SUPPLIED INFORMATION:
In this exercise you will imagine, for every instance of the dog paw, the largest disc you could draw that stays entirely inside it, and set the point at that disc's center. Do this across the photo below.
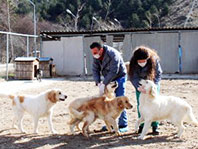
(54, 132)
(141, 137)
(118, 133)
(23, 131)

WHAT THE TASK ASKS: Convert the records above into a JSON list of strings with one string per line, omitting blank lines and leaving out the pictures.

SOLUTION FOR THIS PROBLEM:
[
  "In this exercise you will imagine, for every instance of the dog paw, the largest disc you could draw that stays entirely inside it, and set the point at that disc's center. Do this across the photo below.",
  "(54, 132)",
  "(141, 137)",
  "(118, 133)",
  "(23, 131)"
]